**Stated problem:** Copy the part of the thread about Fedora in China starting with "The second part: the" and going on through "curious about this.", swapping each "communities" for "groups".

** START OF Source document **

The first part: the role of fedora in China, its connection with CentOS and RHEL, but I think I will connect it with desktop users in China and popular Linux operation and maintenance books in the Chinese market, such as "Brother Bird’s Linux Private Kitchen ", there may be a little words about RedHat’s development history in China, but this is not the main length

The second part: the more important part, I will introduce some fedora communities that are easy to access in China, including simplified Chinese and traditional Chinese communities, and their characteristics. This is what many Chinese users need, and may have Some readers outside of China are curious about this.

+1 from me. Once another editor gives it a +1, they’ll create a card for it on our Kanban board. In the meantime, you can log in to teams.fedoraproject.org with your Fedora account and I’ll add you to the team.

+1 from me. I’ve created the Taiga card #286 About fedora in China
You can see it in the Taiga Kanban board here:
https://teams.fedoraproject.org/project/asamalik-fedora-magazine/kanban

Sorry to disturb you here, but as a new fedora magazine contributor, I am confused about what I should do next to continue my submission. I read the fedora wiki about this article, but I still need some help

Sure, what can I help you with?

Please just tell me how I should start publishing my article next, thank you.

Hello @jetsaman ,
Have you followed all of the directions found at https://docs.fedoraproject.org/en-US/fedora-magazine/writing-an-article/?
Did you follow the directions for getting access at https://docs.fedoraproject.org/en-US/fedora-magazine/getting-access/?

** END OF Source document **
** START OF Records **

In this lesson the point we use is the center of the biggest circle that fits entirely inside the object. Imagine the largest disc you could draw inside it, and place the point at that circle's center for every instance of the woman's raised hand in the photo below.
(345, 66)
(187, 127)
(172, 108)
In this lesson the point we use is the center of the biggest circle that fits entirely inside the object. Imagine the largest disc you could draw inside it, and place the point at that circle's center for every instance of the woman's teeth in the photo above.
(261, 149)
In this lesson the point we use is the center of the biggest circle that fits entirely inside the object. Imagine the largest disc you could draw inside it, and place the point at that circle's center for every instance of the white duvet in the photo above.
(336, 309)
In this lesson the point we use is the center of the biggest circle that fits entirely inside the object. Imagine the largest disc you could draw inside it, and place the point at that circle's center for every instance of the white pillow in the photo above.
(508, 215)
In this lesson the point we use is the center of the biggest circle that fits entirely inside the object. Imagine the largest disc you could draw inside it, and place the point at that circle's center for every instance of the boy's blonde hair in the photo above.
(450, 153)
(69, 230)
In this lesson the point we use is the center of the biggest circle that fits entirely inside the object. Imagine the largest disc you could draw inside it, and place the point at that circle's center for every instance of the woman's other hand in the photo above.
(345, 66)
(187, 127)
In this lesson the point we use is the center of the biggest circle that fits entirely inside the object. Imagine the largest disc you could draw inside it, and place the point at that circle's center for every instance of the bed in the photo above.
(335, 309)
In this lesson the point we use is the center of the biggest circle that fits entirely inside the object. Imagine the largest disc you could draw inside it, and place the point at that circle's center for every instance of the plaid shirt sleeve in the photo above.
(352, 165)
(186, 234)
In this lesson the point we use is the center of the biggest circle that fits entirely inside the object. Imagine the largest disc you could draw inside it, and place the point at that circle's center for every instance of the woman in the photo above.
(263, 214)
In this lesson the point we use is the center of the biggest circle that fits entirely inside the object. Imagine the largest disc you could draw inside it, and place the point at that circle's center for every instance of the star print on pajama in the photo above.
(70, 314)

** END OF Records **

**Result:**
The second part: the more important part, I will introduce some fedora groups that are easy to access in China, including simplified Chinese and traditional Chinese groups, and their characteristics. This is what many Chinese users need, and may have Some readers outside of China are curious about this.